What this task involves:
Reproduce the passage of the GST/HST text between "Services and digital" and "other than Canada.", inclusive, changing "digital products" to "electronic goods" each time it appears.
---- Document section
The new rules apply to these persons if the total taxable sales of these digital products and services made to consumers (i.e. individuals not registered for GST/HST) in Canada exceed $30,000 over any 12-month period, whether historically (excluding periods prior to July 1, 2021) or prospectively. To minimize the compliance burden, the government proposes a simplified registration and reporting system where registration becomes necessary.
The proposed amendments are similar to the rules introduced for Quebec sales tax purposes that first became effective on Jan. 1, 2019, and follow a trend by other provinces to capture sales taxes on digital products and services purchased by both, businesses and consumers.
Services and digital products subject to the proposed rules
These changes apply to all taxable supplies of digital products and services made to any business, organization or individual resident in Canada who is not registered for GST/HST, other than:
- supplies of digital products that cannot be used in Canada, or digital products that relate to real property (i.e., land and buildings) or tangible personal property situated outside Canada; and
- supplies of services that can only be consumed or used outside Canada, are in relation to real property situated outside Canada, or are rendered in connection with litigation under the jurisdiction of a court or tribunal established under the laws of a country other than Canada.
Accordingly, these changes will capture digital products such as mobile apps, online video gaming, online training, music and video streaming services, and the supply of a right to use some else’s software, or a subscription to a website (e.g., paying a fee for the right to download financial reports or research material). In addition, services that may not be considered “digital”, including asset management services, architectural services, advertising and legal services, amongst many others, would also be subject to these proposals, subject to the restrictions set out above.
--------
---- Material
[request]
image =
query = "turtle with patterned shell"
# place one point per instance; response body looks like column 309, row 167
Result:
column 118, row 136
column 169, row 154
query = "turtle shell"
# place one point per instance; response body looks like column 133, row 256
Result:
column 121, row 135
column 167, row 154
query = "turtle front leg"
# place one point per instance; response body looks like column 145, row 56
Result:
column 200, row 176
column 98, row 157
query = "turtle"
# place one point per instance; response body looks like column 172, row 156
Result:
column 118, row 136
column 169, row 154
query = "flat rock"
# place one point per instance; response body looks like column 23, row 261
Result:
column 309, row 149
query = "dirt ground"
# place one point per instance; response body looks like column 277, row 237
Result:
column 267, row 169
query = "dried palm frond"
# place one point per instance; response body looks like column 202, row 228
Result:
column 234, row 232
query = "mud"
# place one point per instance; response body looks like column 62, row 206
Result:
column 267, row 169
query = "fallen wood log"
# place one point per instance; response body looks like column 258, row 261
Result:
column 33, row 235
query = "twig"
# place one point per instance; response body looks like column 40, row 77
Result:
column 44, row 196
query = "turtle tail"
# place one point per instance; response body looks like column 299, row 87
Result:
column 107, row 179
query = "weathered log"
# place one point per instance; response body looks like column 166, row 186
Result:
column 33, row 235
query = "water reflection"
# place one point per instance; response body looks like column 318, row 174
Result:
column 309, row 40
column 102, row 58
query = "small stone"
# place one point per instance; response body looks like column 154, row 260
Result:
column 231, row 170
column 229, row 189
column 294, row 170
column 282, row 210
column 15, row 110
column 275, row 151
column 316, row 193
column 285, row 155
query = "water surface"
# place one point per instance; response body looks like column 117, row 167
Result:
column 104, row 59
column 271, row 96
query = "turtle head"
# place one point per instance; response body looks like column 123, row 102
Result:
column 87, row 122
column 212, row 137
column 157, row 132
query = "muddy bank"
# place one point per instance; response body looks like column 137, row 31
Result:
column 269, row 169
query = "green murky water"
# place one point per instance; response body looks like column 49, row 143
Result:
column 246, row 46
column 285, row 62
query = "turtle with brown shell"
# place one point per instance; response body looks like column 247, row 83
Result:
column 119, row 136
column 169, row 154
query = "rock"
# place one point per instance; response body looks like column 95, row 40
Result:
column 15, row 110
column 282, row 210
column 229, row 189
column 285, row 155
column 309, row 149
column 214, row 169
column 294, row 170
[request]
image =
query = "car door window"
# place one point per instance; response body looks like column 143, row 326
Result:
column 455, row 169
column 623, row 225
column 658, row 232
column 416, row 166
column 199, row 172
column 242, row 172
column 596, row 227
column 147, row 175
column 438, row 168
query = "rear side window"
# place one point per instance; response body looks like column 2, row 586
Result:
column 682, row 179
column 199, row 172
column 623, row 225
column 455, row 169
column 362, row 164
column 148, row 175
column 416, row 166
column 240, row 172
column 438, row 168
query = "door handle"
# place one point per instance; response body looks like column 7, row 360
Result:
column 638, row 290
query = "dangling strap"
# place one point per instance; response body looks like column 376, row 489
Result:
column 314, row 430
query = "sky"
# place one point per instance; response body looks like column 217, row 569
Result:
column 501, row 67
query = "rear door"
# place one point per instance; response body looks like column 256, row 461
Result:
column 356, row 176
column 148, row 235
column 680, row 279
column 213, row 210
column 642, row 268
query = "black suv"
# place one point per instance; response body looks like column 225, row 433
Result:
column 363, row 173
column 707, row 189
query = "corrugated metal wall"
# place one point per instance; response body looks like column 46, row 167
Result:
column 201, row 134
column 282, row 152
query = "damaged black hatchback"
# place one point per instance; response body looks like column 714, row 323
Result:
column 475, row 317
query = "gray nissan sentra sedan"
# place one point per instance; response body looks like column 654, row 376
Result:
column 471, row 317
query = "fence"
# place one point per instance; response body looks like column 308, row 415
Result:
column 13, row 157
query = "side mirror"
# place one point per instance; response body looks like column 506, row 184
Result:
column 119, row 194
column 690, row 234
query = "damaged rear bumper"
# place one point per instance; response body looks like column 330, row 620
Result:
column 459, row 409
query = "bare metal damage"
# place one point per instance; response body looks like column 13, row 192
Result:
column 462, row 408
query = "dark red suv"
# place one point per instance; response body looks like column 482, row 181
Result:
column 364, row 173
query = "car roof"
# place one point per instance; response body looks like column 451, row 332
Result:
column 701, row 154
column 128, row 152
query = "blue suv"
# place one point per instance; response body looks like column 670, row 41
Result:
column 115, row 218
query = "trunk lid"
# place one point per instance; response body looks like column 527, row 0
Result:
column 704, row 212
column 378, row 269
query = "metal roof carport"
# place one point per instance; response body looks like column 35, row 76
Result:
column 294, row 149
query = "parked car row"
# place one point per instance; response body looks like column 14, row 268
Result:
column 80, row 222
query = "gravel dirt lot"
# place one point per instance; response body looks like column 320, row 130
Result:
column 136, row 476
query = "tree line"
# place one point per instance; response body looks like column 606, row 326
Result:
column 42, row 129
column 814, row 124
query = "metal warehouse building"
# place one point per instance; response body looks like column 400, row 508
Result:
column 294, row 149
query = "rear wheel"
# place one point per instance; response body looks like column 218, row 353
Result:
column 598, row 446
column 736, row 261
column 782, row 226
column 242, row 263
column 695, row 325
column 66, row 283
--------
Result for this exercise:
Services and electronic goods subject to the proposed rules
These changes apply to all taxable supplies of electronic goods and services made to any business, organization or individual resident in Canada who is not registered for GST/HST, other than:
- supplies of electronic goods that cannot be used in Canada, or electronic goods that relate to real property (i.e., land and buildings) or tangible personal property situated outside Canada; and
- supplies of services that can only be consumed or used outside Canada, are in relation to real property situated outside Canada, or are rendered in connection with litigation under the jurisdiction of a court or tribunal established under the laws of a country other than Canada.